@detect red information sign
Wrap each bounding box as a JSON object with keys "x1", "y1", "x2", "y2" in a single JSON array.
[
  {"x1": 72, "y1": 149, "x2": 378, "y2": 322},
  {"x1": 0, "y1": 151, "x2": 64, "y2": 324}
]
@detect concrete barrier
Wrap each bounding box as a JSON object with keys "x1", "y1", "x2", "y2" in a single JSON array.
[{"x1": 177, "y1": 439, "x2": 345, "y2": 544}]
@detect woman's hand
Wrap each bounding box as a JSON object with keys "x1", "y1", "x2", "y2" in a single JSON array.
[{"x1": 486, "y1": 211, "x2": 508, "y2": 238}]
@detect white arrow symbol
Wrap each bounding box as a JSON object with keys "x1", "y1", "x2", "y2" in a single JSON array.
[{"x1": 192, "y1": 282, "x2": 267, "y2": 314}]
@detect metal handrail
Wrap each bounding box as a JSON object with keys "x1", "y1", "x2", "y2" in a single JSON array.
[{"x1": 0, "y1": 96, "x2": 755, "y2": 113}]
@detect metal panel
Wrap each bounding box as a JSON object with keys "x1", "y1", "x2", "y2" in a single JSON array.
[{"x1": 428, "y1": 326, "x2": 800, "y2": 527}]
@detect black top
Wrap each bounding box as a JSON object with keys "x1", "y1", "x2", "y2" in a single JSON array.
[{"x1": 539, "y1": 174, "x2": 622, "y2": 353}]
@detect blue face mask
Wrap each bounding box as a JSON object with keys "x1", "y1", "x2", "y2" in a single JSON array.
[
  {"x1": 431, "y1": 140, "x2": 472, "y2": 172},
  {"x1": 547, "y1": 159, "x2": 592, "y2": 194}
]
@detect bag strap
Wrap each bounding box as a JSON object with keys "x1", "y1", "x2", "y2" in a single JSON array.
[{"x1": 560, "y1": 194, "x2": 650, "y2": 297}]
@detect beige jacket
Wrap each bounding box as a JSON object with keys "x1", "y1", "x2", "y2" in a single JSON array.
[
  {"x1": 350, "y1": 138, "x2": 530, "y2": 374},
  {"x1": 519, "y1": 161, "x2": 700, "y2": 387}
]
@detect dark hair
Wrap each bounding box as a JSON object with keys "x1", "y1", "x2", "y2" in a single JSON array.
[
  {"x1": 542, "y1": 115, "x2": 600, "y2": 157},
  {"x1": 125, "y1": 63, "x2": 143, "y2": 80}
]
------------------------------------------------------------
REQUIRED TASK. Copy every item above word for word, keeping each line the same as it stands.

CORRECT ANSWER.
@detect red information sign
Wrap each bounding box as a JSON object with keys "x1", "y1", "x2", "y2" in a single JSON array.
[
  {"x1": 72, "y1": 149, "x2": 378, "y2": 322},
  {"x1": 0, "y1": 151, "x2": 64, "y2": 324}
]
@detect concrete barrier
Wrap each bounding box as a JSON object with keys "x1", "y1", "x2", "y2" in a single JSON array.
[{"x1": 177, "y1": 439, "x2": 345, "y2": 544}]
@detect woman's hand
Wrap each bounding box as a JSON object with keys "x1", "y1", "x2", "y2" in a single JSON array.
[{"x1": 486, "y1": 211, "x2": 508, "y2": 238}]
@detect white arrow symbol
Wrap each bounding box as a JSON object with keys "x1", "y1", "x2", "y2" in a single JSON array.
[{"x1": 192, "y1": 282, "x2": 267, "y2": 314}]
@detect metal handrail
Wrap each bounding box as a JSON object with keys "x1", "y1", "x2", "y2" in a single JSON array.
[{"x1": 0, "y1": 96, "x2": 755, "y2": 113}]
@detect metal panel
Wrap each bounding box as a JSON object with keys "x1", "y1", "x2", "y2" in a single JSON array.
[{"x1": 428, "y1": 326, "x2": 800, "y2": 527}]
@detect black top
Wrap each bounding box as a JSON object with keys "x1", "y1", "x2", "y2" in a single JSON array.
[{"x1": 539, "y1": 174, "x2": 622, "y2": 353}]
@detect blue face mask
Wrap each bounding box as a JSON object with keys "x1", "y1", "x2", "y2" in a single JSON array.
[
  {"x1": 431, "y1": 140, "x2": 472, "y2": 172},
  {"x1": 547, "y1": 159, "x2": 592, "y2": 194}
]
@detect bag strap
Wrap each bounding box as a JSON object with keys "x1", "y1", "x2", "y2" in a single JSON array.
[{"x1": 560, "y1": 194, "x2": 650, "y2": 297}]
@detect beige jacket
Wrap each bounding box as a JSON object with keys "x1", "y1", "x2", "y2" in a single JSON array.
[
  {"x1": 350, "y1": 138, "x2": 530, "y2": 374},
  {"x1": 519, "y1": 161, "x2": 700, "y2": 387}
]
@detect dark hair
Wrap each bounding box as a JSON object with keys "x1", "y1", "x2", "y2" in a single JSON array.
[
  {"x1": 542, "y1": 115, "x2": 600, "y2": 157},
  {"x1": 125, "y1": 63, "x2": 143, "y2": 80}
]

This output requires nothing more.